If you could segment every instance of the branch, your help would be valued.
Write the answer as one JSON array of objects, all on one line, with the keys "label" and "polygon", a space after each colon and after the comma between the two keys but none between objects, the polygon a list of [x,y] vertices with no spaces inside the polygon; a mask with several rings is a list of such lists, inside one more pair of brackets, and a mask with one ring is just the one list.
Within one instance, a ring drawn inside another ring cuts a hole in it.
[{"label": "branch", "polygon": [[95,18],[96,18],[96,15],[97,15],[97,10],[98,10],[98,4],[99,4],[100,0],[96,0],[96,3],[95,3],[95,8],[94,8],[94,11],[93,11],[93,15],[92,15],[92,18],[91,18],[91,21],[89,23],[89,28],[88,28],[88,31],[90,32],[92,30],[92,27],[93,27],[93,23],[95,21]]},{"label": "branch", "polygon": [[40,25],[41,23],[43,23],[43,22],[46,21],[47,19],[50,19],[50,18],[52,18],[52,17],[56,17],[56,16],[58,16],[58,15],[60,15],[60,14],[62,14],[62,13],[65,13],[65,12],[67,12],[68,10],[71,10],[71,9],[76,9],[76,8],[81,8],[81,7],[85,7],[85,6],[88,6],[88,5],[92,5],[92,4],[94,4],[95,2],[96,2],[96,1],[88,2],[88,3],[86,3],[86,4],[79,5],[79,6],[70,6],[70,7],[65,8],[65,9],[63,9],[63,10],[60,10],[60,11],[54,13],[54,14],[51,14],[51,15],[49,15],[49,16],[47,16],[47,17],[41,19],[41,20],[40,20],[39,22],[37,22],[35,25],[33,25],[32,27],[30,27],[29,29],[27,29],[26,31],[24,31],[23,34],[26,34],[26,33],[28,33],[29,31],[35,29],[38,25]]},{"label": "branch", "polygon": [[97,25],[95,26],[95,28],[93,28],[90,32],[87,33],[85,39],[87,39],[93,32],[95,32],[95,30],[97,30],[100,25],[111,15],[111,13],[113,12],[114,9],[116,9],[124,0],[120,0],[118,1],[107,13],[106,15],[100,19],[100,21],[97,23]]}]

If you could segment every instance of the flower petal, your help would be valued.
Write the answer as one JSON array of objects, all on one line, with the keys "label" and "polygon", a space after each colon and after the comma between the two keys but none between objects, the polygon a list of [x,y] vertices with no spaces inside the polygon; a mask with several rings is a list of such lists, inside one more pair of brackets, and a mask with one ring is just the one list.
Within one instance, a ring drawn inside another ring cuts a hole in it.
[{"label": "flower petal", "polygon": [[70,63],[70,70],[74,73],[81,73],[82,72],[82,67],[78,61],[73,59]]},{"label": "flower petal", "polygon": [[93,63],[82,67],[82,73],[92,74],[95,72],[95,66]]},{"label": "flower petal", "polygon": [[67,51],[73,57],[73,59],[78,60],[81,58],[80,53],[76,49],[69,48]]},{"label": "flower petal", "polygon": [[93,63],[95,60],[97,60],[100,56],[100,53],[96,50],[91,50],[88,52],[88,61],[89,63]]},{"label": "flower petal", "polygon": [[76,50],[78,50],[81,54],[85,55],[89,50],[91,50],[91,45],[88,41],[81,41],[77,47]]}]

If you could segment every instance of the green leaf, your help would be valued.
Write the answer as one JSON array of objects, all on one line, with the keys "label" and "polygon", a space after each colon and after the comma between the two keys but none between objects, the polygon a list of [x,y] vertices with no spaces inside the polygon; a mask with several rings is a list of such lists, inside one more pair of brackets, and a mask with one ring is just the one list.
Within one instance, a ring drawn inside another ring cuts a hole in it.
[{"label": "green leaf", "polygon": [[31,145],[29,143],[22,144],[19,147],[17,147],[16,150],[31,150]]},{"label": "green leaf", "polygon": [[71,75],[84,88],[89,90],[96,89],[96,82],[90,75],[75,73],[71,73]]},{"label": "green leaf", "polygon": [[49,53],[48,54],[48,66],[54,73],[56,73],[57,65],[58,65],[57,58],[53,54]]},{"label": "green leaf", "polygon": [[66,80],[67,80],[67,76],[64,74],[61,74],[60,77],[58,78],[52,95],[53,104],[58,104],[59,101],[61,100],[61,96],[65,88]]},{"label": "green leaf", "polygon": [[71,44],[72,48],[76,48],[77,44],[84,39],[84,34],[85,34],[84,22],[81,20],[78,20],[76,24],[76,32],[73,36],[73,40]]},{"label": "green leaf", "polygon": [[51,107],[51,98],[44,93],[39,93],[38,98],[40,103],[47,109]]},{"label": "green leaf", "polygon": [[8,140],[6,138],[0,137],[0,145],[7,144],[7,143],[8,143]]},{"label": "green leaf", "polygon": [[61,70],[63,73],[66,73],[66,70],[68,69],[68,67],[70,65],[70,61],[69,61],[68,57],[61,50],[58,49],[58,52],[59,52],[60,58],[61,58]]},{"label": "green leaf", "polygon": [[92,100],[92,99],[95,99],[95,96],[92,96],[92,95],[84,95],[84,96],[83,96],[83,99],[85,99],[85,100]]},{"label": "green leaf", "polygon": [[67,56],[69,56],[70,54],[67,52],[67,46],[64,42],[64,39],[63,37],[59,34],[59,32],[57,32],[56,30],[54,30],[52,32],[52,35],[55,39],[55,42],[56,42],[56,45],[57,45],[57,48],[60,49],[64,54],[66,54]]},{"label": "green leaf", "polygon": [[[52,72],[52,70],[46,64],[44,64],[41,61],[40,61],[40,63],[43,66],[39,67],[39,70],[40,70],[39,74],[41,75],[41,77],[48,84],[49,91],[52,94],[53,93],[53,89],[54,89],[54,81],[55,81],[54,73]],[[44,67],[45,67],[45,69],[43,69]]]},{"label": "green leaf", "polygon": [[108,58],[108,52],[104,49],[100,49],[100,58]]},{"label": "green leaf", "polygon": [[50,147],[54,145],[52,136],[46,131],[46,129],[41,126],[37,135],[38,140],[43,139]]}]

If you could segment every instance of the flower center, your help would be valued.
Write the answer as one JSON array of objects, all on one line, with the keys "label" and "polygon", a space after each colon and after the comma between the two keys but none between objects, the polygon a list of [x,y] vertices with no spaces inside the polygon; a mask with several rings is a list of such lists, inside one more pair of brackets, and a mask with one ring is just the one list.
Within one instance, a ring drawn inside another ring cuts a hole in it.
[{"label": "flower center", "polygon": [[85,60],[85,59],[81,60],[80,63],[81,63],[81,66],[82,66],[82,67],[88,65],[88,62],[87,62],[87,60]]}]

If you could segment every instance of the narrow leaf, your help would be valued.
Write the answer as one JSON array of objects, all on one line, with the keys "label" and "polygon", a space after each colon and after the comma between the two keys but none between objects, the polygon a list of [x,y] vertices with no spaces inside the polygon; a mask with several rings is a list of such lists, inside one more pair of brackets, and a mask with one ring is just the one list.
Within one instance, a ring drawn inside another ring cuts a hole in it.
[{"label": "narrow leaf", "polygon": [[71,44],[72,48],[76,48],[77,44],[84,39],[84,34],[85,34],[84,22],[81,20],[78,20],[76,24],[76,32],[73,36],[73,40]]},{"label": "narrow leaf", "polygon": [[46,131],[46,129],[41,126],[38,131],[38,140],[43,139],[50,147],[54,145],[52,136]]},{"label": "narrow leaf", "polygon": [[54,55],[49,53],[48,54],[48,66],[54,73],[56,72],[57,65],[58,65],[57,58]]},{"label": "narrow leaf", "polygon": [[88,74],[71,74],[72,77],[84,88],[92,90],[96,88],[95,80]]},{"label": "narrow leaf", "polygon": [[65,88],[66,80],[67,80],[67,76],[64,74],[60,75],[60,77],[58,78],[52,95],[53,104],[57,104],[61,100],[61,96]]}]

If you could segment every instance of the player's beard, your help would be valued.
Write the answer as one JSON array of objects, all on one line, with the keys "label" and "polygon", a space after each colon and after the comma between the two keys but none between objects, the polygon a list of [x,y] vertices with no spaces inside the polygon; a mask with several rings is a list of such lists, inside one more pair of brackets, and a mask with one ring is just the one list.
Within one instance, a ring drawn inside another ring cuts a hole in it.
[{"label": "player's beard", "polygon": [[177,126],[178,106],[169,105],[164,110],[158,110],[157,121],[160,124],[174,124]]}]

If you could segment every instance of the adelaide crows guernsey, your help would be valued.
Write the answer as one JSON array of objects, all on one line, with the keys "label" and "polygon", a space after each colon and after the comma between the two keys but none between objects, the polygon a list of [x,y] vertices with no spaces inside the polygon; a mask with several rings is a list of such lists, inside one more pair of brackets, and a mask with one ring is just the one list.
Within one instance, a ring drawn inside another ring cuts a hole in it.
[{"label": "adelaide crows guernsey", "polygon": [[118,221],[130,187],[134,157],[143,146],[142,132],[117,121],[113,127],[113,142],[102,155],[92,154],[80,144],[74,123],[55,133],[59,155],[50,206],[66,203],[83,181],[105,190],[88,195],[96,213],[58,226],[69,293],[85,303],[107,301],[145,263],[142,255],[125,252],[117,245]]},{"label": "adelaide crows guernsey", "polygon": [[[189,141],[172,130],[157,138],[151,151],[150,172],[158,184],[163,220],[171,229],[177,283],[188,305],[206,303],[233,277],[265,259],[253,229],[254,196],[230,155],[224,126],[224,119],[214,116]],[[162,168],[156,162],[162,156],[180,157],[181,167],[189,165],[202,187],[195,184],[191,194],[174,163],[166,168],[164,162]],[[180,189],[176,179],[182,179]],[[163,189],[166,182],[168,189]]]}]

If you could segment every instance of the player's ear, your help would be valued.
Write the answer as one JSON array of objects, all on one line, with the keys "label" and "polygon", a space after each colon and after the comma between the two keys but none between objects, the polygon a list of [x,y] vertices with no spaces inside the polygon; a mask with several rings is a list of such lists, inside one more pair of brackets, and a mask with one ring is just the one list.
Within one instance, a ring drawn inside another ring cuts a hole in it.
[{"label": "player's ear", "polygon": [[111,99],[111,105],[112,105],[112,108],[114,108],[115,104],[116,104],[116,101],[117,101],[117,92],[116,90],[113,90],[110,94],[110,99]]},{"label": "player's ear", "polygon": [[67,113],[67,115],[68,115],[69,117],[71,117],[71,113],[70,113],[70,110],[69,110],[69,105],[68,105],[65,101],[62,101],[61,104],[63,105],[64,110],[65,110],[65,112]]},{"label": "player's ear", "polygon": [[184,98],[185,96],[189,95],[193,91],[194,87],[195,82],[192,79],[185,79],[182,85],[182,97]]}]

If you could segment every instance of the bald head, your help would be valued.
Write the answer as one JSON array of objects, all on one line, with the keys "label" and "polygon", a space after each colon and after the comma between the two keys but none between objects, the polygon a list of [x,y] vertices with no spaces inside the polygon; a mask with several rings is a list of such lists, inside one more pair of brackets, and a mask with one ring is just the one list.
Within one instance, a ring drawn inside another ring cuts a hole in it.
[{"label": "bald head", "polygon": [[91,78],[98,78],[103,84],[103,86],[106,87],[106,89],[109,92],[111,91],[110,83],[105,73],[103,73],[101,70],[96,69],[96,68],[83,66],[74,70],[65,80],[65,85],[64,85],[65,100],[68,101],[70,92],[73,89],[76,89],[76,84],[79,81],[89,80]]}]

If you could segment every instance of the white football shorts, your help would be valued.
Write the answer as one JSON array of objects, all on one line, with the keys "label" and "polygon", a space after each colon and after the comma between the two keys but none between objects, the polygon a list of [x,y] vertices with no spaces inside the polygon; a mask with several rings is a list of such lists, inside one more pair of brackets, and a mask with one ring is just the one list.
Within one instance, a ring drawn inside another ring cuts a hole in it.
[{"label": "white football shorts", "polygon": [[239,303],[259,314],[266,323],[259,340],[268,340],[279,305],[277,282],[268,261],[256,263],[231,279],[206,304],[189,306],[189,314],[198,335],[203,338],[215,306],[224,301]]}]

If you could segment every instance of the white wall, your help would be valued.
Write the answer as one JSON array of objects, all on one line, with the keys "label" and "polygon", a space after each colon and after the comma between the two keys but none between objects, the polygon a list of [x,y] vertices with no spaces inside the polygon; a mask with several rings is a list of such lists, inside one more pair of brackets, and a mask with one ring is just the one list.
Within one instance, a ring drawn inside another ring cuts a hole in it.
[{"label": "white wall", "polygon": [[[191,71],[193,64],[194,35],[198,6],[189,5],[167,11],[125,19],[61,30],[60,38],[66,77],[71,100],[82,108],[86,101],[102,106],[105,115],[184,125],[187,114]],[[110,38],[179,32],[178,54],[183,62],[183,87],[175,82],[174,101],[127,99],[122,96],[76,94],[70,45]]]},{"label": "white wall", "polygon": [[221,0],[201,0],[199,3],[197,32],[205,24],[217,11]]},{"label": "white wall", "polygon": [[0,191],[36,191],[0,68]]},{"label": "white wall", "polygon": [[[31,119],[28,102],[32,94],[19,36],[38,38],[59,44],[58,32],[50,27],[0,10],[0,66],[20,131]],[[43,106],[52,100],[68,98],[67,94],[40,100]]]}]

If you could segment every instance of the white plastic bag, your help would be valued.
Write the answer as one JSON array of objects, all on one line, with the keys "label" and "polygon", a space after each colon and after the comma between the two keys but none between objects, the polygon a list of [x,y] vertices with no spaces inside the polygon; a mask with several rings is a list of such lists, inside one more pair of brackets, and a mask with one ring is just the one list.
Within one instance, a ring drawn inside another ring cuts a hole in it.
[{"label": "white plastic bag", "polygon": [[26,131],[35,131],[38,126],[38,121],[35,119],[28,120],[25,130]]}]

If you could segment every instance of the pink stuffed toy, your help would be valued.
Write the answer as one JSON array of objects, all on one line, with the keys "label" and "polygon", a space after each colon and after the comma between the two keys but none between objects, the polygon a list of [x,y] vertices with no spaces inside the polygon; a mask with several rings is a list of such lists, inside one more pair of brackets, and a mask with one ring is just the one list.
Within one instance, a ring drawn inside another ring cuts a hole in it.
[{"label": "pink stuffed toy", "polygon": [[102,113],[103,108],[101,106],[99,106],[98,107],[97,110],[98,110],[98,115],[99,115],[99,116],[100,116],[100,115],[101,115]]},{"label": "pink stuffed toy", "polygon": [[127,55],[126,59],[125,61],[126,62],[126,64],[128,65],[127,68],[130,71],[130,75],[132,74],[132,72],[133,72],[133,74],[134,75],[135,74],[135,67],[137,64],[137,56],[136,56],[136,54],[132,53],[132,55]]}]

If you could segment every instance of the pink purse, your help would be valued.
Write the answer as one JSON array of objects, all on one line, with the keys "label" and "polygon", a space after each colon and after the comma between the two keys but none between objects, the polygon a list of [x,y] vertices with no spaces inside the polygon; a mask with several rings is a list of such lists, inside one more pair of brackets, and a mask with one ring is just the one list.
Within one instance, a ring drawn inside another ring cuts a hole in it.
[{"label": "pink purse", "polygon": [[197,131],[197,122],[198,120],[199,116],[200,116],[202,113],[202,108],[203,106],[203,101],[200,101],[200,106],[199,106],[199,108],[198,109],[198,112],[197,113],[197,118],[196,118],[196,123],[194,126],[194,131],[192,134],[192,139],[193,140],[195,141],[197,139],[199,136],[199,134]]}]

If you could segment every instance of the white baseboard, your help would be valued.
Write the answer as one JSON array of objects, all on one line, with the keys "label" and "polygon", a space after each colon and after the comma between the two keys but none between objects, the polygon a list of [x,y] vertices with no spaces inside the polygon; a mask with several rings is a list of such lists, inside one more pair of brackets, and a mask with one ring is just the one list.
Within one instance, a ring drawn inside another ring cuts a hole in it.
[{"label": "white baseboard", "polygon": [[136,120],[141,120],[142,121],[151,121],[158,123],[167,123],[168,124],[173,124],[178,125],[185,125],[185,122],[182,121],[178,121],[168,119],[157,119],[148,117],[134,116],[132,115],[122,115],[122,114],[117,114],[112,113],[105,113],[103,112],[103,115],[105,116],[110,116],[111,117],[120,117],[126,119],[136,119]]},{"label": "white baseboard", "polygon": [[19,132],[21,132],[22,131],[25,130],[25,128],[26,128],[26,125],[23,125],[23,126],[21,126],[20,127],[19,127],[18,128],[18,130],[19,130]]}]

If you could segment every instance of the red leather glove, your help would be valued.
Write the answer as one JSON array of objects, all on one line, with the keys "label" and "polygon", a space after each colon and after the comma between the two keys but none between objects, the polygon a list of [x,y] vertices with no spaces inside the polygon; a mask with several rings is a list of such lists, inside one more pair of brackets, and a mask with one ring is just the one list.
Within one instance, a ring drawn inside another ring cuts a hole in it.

WRITTEN INSTRUCTION:
Repeat, without change, each line of the data above from the one that contains "If you could segment every instance of the red" through the final line, counting both.

WORKED ANSWER:
If you could segment every instance of the red leather glove, your help would be valued.
Write the answer as one JSON array of objects, all on one line, with the keys "label" and "polygon", a space after each colon and after the comma between the two keys but none between objects, the polygon a list of [x,y] vertices with no spaces inside the polygon; a mask with several rings is a list of such lists, inside one more pair of brackets, and a mask with one ring is just the one list.
Within one instance, a ring drawn inside another ring cuts a hole in it.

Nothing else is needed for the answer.